What needs to be done =>
Please gather every line in the records below that contains the string "points" and list those lines in the order they appear.

Supplied material =>
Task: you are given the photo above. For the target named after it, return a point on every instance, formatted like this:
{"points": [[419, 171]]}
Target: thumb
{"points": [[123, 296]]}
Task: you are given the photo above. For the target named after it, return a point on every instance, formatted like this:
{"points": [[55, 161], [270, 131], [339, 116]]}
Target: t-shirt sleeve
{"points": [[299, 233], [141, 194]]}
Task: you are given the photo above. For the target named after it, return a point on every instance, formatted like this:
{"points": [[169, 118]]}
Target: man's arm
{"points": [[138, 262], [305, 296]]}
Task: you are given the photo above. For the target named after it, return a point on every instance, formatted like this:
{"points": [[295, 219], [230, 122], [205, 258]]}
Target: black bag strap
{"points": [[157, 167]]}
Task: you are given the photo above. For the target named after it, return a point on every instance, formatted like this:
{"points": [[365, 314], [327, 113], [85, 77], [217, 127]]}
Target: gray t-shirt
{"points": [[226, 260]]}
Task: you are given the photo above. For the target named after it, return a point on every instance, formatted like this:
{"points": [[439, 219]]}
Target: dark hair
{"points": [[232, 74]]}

Written response =>
{"points": [[419, 171]]}
{"points": [[123, 296]]}
{"points": [[55, 161], [270, 131], [339, 116]]}
{"points": [[299, 233], [141, 194]]}
{"points": [[169, 118]]}
{"points": [[138, 262], [305, 296]]}
{"points": [[295, 219], [230, 122], [205, 258]]}
{"points": [[157, 167]]}
{"points": [[365, 314], [327, 113], [85, 77], [217, 127]]}
{"points": [[226, 260]]}
{"points": [[439, 219]]}
{"points": [[232, 74]]}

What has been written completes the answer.